## PASSAGE
►

If you’re designing a building directory like the kind mounted near a lobby entrance or elevator bank you need font pairings that meet ADA standards. That means people with low vision, color blindness, or other visual differences can read the directory without strain or guesswork. It’s not about picking “nice-looking” fonts. It’s about legibility, contrast, spacing, and predictability especially at arm’s length or from a wheelchair height.

What does “ADA-compliant font pairing” actually mean for directories?

It means choosing two fonts (usually one for headings, one for body text) that work together to satisfy specific requirements in the ADA Standards for Accessible Design. Key points include: minimum 3:1 contrast between text and background, non-decorative typefaces, clear letterforms (no condensed, script, or overly stylized fonts), and sufficient character spacing. For directories, that also means avoiding all-caps for long labels and ensuring letter height meets the 5/8″ minimum for tactile characters if braille is included.

When do you need ADA-compliant font pairings for building directories?

You need them anytime the directory is part of a public or commercial building covered under Title III of the ADA including office buildings, hospitals, universities, courthouses, and mixed-use developments. It applies whether the directory is printed on acrylic, engraved in metal, or displayed on a digital kiosk. If someone relies on that sign to find a suite, department, or accessible restroom, the fonts must support that not just look clean in a mockup.

Which font pairings actually work well and why?

Good pairings prioritize clarity over novelty. A common, reliable option is Helvetica Neue (bold, medium weight) for headings paired with Open Sans (regular or semibold) for listings. Both are sans-serif, highly legible at small sizes, and offer strong x-height and open counters key for quick recognition. Another practical option is Inter with IBM Plex Sans, both designed with screen and print accessibility in mind.

◄

## GIVEN INFORMATION
►

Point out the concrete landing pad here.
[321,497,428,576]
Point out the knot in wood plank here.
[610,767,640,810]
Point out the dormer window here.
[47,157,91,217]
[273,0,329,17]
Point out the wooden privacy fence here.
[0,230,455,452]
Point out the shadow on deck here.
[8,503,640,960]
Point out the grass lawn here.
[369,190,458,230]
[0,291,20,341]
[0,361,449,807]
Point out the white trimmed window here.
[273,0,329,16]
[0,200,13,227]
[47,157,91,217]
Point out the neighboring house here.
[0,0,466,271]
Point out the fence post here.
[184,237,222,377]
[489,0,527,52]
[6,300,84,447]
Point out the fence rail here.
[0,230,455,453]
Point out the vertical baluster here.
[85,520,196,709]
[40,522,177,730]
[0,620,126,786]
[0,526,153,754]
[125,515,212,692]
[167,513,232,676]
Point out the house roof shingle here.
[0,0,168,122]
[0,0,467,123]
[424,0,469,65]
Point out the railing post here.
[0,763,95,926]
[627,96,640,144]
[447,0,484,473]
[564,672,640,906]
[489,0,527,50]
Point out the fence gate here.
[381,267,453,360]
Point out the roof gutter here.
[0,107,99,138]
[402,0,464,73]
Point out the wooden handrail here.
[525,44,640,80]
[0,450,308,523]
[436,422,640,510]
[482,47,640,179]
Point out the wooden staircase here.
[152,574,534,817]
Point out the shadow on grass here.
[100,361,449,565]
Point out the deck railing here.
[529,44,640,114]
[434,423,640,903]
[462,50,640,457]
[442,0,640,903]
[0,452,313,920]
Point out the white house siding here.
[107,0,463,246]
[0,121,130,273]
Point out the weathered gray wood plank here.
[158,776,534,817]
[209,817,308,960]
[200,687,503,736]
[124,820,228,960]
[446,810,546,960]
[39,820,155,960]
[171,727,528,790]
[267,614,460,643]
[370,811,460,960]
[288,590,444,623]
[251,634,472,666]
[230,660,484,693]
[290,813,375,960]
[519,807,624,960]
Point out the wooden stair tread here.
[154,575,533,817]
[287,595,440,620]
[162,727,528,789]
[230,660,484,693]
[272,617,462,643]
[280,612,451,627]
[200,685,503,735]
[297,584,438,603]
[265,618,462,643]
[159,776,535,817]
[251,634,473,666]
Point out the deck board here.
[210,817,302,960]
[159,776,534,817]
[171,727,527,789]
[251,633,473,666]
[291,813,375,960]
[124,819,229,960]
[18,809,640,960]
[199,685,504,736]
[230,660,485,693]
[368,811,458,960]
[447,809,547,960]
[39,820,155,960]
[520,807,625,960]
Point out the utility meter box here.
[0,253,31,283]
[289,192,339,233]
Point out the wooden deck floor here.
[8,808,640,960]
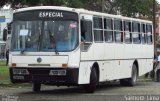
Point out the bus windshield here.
[11,10,78,52]
[11,21,78,51]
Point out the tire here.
[120,64,138,86]
[32,83,41,92]
[84,67,98,93]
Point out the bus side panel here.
[78,62,91,84]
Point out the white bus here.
[4,6,154,92]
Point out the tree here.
[105,0,158,19]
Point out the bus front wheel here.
[32,83,41,92]
[84,67,98,93]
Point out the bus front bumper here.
[9,68,79,85]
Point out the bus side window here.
[81,21,92,42]
[114,19,123,43]
[141,23,146,44]
[146,24,153,44]
[132,22,141,44]
[124,21,132,44]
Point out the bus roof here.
[14,6,152,23]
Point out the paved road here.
[0,80,160,101]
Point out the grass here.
[0,60,10,84]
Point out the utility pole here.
[153,0,157,52]
[101,0,105,13]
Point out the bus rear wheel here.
[84,67,98,93]
[120,64,138,86]
[32,83,41,92]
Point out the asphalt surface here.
[0,80,160,101]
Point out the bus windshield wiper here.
[21,48,27,54]
[54,44,59,55]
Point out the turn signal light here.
[62,64,68,68]
[12,63,17,68]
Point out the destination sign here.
[39,12,63,18]
[13,10,78,21]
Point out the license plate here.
[49,70,66,75]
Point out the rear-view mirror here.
[3,29,7,41]
[81,20,87,33]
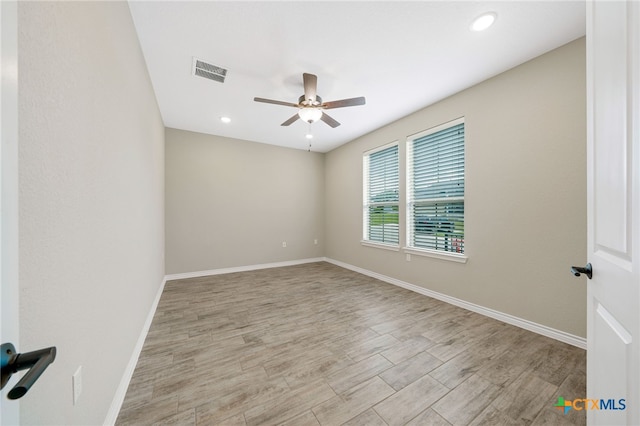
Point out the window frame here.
[360,140,401,251]
[403,117,468,263]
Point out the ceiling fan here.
[253,73,365,127]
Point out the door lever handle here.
[571,263,593,279]
[0,343,56,399]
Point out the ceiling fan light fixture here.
[469,12,498,31]
[298,107,322,123]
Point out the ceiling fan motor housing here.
[298,95,322,107]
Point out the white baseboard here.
[325,258,587,350]
[104,277,167,426]
[165,257,326,281]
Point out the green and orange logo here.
[553,396,627,414]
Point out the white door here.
[0,1,20,425]
[585,0,640,425]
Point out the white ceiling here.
[129,0,585,152]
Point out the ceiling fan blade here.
[322,96,365,109]
[281,114,300,126]
[320,112,340,128]
[302,73,318,102]
[253,98,300,108]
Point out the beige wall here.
[18,2,164,425]
[165,129,324,274]
[325,38,586,337]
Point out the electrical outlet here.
[71,366,82,405]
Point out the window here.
[363,142,399,246]
[407,119,464,255]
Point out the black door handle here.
[0,343,56,399]
[571,263,593,279]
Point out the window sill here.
[402,247,469,263]
[360,240,400,251]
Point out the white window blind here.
[407,120,464,254]
[363,144,399,245]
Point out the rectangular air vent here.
[192,58,227,83]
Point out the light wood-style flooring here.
[117,262,586,425]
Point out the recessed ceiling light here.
[469,12,498,31]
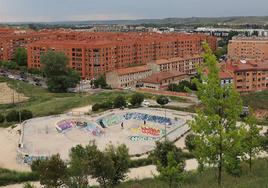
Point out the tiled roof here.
[114,65,151,76]
[142,71,186,84]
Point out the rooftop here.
[114,65,151,76]
[152,55,202,65]
[142,71,186,84]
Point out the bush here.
[130,93,144,106]
[6,110,19,122]
[92,103,101,112]
[21,110,33,121]
[185,134,195,152]
[0,114,5,123]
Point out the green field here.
[0,77,186,123]
[116,159,268,188]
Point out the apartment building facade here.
[27,33,216,79]
[220,60,268,92]
[148,55,203,74]
[106,65,153,88]
[228,37,268,60]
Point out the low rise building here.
[106,65,152,88]
[141,71,190,90]
[220,60,268,92]
[228,37,268,60]
[148,55,203,74]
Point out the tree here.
[156,95,169,106]
[32,154,67,188]
[41,51,80,92]
[190,44,242,185]
[21,110,33,121]
[6,110,19,122]
[67,145,97,188]
[104,144,130,185]
[130,93,144,107]
[185,134,195,152]
[23,183,36,188]
[0,114,6,123]
[114,95,127,108]
[90,151,115,188]
[13,48,27,66]
[67,142,130,188]
[93,75,108,89]
[151,140,184,170]
[158,152,184,188]
[242,112,261,172]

◄

## WHAT THE TASK REQUIRES
List every typeface that the text on ADA-compliant directory fonts names as part of a recommended pairing. The rows come from a separate source.

## EXERCISE ANSWER
Helvetica Neue, Open Sans, Inter, IBM Plex Sans